**TEKS YANG DITAMPILKAN:**
+ + + +

Mendalami Arti dan Makna Kerja
a.
Arti Kerja
1) Kerja adalah
setiap kegiatan manusia
yang diarahkan untuk kemajuan manusia, baik kemajuan rohani
maupun jasmani, dan mempertahankannya. Karena itu, pekerjaan memerlukan pemikiran dan merupakan
kegiatan insani.
2) Kerja memerlukan
pemikiran. Kerja dengan
sadar harus diarahkan kepada suatu tujuan tertentu.
Pekerjaan merupakan keistimewaan makhluk yang berakal budi Sebab, hanya manusialah yang dengan sadar
dan bebas dapat mengarahkan kegiatannya kepada suatu tujuan tertentu.
3) Kerja merupakan kegiatan insani yang
ada dalam diri manusia sebagai makhluk yang berakal budi. Oleh
karenanya, setiap jenis pekerjaan memiliki martabat dan nilai insani yang sama.
Dipandang dari segi ini, tidak ada pekerjaan yang kurang atau lebih mulia dan
luhur. Apabila dipandang dari sudut lain, yakni dari sudut tujuan dan hasil,
setiap pekerjaan sungguh berbeda dan nilai pekerjaan yang satu melebihi nilai
pekerjaan yang lain. Akan tetapi, nilai insani dan martabatnya tidak berubah
karenanya.
b.
Makna Kerja
Ada
berbagai makna kerja ditinjau dari berbagai segi. Di sini kita hanya melihat
makna kerja ditinjau dari segi ekonomi, sosiologi, dan antropologi.
1)
Makna
atau arti ekonomis; Dari
sisi ekonomi, bekerja dipandang sebagai pengerahan tenaga untuk menghasilkan
sesuatu yang diperlukan atau diinginkan oleh seseorang atau masyarakat.
Dalam hal ini dibedakan menjadi pekerjaan produktif (misalnya pertanian,
pertukangan, dan sebagainya), distributif (misalnya perdagangan), dan jasa
(misalnya guru, dokter, dan sebagainya). Kerja merupakan unsur pokok produksi
yang ketiga, di samping tanah dan modal. Jadi, makna ekonomis dari kerja ialah
memenuhi dan menyelenggarakan kebutuhan- kebutuhan hidup yang primer.
2)
Makna sosiologis; Kerja, selain sebagai
usaha untuk memenuhi kebutuhan sendiri, sekaligus juga
mengarah kepada pemenuhan kebutuhan masyarakat.

+ + + +

[Entri koleksi]
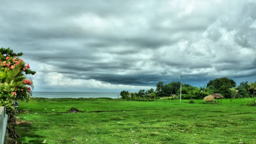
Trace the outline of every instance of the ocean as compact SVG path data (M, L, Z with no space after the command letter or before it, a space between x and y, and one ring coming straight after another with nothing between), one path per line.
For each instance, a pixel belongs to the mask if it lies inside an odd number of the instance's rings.
M32 97L45 98L110 98L117 99L120 92L78 92L33 91Z

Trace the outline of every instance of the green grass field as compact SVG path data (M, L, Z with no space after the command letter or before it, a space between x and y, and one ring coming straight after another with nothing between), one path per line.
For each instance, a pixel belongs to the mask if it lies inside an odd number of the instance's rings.
M16 130L24 144L256 144L256 107L244 100L20 101L31 111L15 115Z

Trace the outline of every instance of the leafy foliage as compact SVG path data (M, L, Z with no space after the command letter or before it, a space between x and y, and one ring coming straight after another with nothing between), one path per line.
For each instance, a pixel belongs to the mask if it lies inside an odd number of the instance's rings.
M207 84L207 87L213 90L214 92L221 94L226 98L231 98L232 94L230 89L235 86L235 81L226 77L210 80Z
M6 107L9 114L14 110L15 100L28 101L34 88L32 80L25 74L34 74L35 72L30 70L29 65L20 58L23 54L15 53L9 48L0 49L0 105Z

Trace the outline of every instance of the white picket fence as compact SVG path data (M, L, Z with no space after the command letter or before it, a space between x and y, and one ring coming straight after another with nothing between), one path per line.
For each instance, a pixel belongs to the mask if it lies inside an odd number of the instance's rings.
M5 113L4 107L0 107L0 144L4 143L7 126L8 115Z

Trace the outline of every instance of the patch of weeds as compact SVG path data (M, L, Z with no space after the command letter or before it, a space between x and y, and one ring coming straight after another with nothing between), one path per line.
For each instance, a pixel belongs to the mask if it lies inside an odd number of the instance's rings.
M191 99L188 102L189 103L195 103L195 102L194 101L194 100L192 99Z
M24 109L23 110L20 111L20 112L23 112L24 113L28 113L30 111L31 111L31 110L29 109Z
M122 118L121 118L120 117L118 117L118 116L113 116L112 117L110 117L109 119L111 120L122 120Z
M256 106L256 97L246 98L245 103L247 105Z

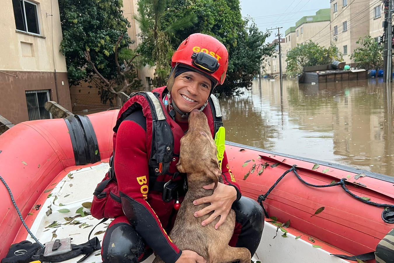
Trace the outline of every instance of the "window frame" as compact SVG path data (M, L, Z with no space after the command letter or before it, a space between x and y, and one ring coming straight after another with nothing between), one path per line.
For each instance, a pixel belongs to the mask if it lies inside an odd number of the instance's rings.
M27 106L27 113L28 113L28 116L29 116L29 120L32 121L32 120L37 120L37 119L41 119L41 114L40 114L40 110L39 110L39 107L40 106L40 105L39 105L39 104L38 103L38 96L37 93L39 93L39 92L43 92L43 93L44 92L45 92L46 93L46 98L48 99L48 101L50 101L50 90L25 90L25 98L26 99L26 106ZM38 110L38 116L39 116L39 119L30 119L30 114L29 114L29 105L27 104L27 97L26 96L26 95L27 94L32 94L32 93L33 93L33 94L35 94L35 100L36 100L36 102L37 102L37 106L38 107L39 107L38 108L38 109L37 109L37 110ZM53 116L52 116L52 114L50 112L49 112L49 116L50 116L50 119L53 118Z
M37 3L35 3L34 2L32 2L31 1L29 1L29 0L20 0L22 1L22 3L23 4L23 15L24 16L24 21L25 24L24 25L25 27L26 28L26 31L24 31L22 30L20 30L20 29L17 29L16 28L16 26L15 26L15 30L16 30L18 32L21 32L22 33L26 33L28 34L31 34L32 35L37 35L40 36L42 36L42 35L41 34L41 26L40 25L40 16L39 15L38 13L38 5L37 4ZM37 23L38 24L38 32L39 32L39 34L37 34L36 33L33 33L32 32L30 32L28 31L29 28L27 26L27 19L26 17L26 8L25 7L25 5L24 5L25 2L27 2L29 4L32 4L35 6L35 11L37 13ZM15 19L15 16L14 16L14 18Z
M346 29L345 29L345 26L346 26ZM345 31L348 31L348 21L345 21L342 23L342 32L344 32Z
M379 15L378 16L376 16L376 10L378 11L378 13L379 13ZM374 19L377 19L378 18L380 18L382 17L382 13L380 11L380 6L375 6L374 7Z

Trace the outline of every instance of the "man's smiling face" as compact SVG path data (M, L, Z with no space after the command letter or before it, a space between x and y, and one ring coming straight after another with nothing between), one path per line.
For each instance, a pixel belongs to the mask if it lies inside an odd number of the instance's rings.
M190 112L205 104L212 86L211 80L207 77L195 71L186 71L175 78L171 96L180 110Z

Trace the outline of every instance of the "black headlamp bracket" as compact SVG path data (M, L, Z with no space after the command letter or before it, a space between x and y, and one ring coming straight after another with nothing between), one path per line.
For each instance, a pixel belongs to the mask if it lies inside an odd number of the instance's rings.
M192 63L201 70L213 73L219 68L217 60L204 52L194 52L191 55Z

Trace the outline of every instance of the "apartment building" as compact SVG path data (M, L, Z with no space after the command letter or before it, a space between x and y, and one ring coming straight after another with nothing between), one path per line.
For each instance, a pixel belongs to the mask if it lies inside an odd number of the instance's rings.
M342 53L347 63L353 50L360 47L360 37L370 34L370 3L365 0L331 0L331 43Z
M303 17L296 22L296 41L303 44L312 40L320 46L329 47L331 10L320 9L314 15Z
M50 100L71 110L58 1L2 2L0 115L14 124L51 118L44 107Z
M380 0L371 0L370 2L370 35L377 41L378 37L383 35L385 21L383 4Z

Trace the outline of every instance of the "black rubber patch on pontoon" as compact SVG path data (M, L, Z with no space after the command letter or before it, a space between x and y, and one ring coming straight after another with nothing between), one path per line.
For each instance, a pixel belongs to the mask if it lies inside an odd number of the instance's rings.
M72 144L76 165L101 160L97 138L89 117L75 115L69 116L65 121Z
M383 221L388 224L394 224L394 208L389 207L382 213Z
M356 169L355 168L353 168L353 167L349 167L344 165L342 165L342 164L333 164L327 162L324 162L324 161L320 161L317 160L314 160L314 159L306 158L303 157L292 155L289 154L277 153L271 151L268 151L267 150L264 150L260 148L249 146L247 145L241 144L240 144L232 142L229 142L228 141L226 141L226 144L228 145L230 145L236 147L240 147L241 148L244 148L245 149L249 149L250 150L261 151L263 153L274 155L279 155L284 157L288 157L289 158L300 160L302 161L305 161L305 162L312 162L314 164L321 164L322 165L324 165L330 167L332 167L333 168L339 169L341 170L346 171L351 173L365 173L365 175L367 176L371 177L373 178L379 179L379 180L381 180L382 181L389 182L390 183L394 183L394 176L389 176L388 175L387 175L385 174L382 174L381 173L374 173L369 171L362 170L361 169ZM292 164L289 164L290 166Z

+ + + +

**TUGAS:**
1. Kembalikan sepotong teks tentang makna kerja tanpa mengubah satu kata pun. Mulailah dari kata-kata yang memuat "2) Kerja memerlukan", lalu berhenti setelah "insani yang sama.".
2. Jawablah pertanyaan berikut berdasarkan teks tentang makna kerja:
(a) Selain kerja, apa dua unsur pokok produksi lainnya?
(b) Dari segi apa saja makna kerja ditinjau di dalam teks?
(c) Apa contoh pekerjaan distributif yang disebutkan?

**HASIL LATIHAN:**
1.
2) Kerja memerlukan
pemikiran. Kerja dengan
sadar harus diarahkan kepada suatu tujuan tertentu.
Pekerjaan merupakan keistimewaan makhluk yang berakal budi Sebab, hanya manusialah yang dengan sadar
dan bebas dapat mengarahkan kegiatannya kepada suatu tujuan tertentu.
3) Kerja merupakan kegiatan insani yang
ada dalam diri manusia sebagai makhluk yang berakal budi. Oleh
karenanya, setiap jenis pekerjaan memiliki martabat dan nilai insani yang sama.

2.
(a) Tanah dan modal.
(b) Ekonomi, sosiologi, dan antropologi.
(c) Perdagangan.